**TASKS TO PERFORM:**
(1) In the spatial-bias passage, which side of space are many people better at processing objects on?
(2) Please carry the spatial-bias passage forward from its final sentence.

**EXCERPTED PASSAGE:**
======
Projecting one’s own spatial bias onto others during a theory-of-mind task
Edited by Michael E. Goldberg, Columbia University College of Physicians, New York, NY, and approved December 18, 2017 (received for review October 23, 2017)
Commentary
January 31, 2018
Significance
Most people have an intrinsic spatial bias—many are better at processing objects to the left, whereas some are biased to the right. Here, we found that this subtle bias in one’s own awareness is mirrored in one’s ability to process what is likely to be in other people’s minds. If you are biased toward processing your own right side of space, then you may be faster at recognizing when someone else processes an object to his or her right side. One possible interpretation is that we process the space around us, and understand how others process the space around them, using at least partially shared mechanisms.
======
**EXTRACTED DATA:**
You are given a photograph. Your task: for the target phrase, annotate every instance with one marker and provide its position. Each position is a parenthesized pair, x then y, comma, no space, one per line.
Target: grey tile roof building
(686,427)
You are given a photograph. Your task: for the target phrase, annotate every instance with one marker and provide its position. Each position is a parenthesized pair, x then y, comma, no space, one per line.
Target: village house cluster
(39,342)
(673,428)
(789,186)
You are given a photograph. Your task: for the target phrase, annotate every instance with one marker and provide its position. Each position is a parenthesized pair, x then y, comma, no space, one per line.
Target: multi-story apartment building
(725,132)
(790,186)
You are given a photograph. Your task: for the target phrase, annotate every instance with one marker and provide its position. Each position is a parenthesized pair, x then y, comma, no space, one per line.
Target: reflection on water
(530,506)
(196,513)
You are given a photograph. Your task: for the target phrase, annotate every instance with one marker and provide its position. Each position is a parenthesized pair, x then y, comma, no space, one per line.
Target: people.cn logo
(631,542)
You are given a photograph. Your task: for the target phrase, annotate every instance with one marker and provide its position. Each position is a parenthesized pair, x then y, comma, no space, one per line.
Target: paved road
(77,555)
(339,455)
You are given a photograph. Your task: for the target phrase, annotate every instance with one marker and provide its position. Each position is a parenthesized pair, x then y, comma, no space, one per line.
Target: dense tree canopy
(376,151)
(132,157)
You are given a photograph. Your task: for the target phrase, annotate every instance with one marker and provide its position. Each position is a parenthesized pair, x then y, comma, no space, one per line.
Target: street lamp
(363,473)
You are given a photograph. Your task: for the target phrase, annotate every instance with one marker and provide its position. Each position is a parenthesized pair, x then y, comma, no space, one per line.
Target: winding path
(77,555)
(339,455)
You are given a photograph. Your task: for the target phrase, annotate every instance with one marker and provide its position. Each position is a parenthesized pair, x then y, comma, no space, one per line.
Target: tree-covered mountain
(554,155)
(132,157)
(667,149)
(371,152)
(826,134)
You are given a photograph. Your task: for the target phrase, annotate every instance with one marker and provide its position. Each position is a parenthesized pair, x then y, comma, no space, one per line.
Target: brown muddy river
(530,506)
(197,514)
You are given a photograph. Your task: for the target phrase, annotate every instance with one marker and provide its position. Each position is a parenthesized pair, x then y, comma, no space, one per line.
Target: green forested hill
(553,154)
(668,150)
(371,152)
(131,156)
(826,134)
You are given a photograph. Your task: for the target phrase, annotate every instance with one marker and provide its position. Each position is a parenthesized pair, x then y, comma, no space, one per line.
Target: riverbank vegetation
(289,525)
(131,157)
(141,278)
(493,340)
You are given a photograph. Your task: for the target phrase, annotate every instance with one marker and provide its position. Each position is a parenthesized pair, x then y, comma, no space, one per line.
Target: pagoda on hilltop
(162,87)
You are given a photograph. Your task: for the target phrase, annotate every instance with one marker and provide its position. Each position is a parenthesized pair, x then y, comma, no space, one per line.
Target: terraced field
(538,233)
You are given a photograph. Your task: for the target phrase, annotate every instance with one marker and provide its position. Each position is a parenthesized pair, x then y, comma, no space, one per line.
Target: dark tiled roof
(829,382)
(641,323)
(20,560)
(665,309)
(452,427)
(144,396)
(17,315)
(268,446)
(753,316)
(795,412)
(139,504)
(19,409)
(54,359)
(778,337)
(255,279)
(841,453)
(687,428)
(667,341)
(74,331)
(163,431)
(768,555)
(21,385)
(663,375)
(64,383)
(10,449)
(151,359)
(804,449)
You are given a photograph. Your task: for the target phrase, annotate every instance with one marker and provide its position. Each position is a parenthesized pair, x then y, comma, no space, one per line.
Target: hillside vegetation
======
**IN RESPONSE:**
(1) The left side.

(2)
Abstract
Many people show a left-right bias in visual processing. We measured spatial bias in neurotypical participants using a variant of the line bisection task. In the same participants, we measured performance in a social cognition task. This theory-of-mind task measured whether each participant had a processing-speed bias toward the right of, or left of, a cartoon agent about which the participant was thinking. Crucially, the cartoon was rotated such that what was left and right with respect to the cartoon was up and down with respect to the participant. Thus, a person’s own left-right bias could not align directly onto left and right with respect to the cartoon head. Performance on the two tasks was significantly correlated. People who had a natural bias toward processing their own left side of space were quicker to process how the cartoon might think about objects to the left side of its face, and likewise for a rightward bias. One possible interpretation of these results is that the act of processing one’s own personal space shares some of the same underlying mechanisms as the social cognitive act of reconstructing someone else’s processing of their space.
Acknowledgments
We thank Kajsa Igelström for comments. This work was supported by the Princeton Neuroscience Institute Innovation Fund.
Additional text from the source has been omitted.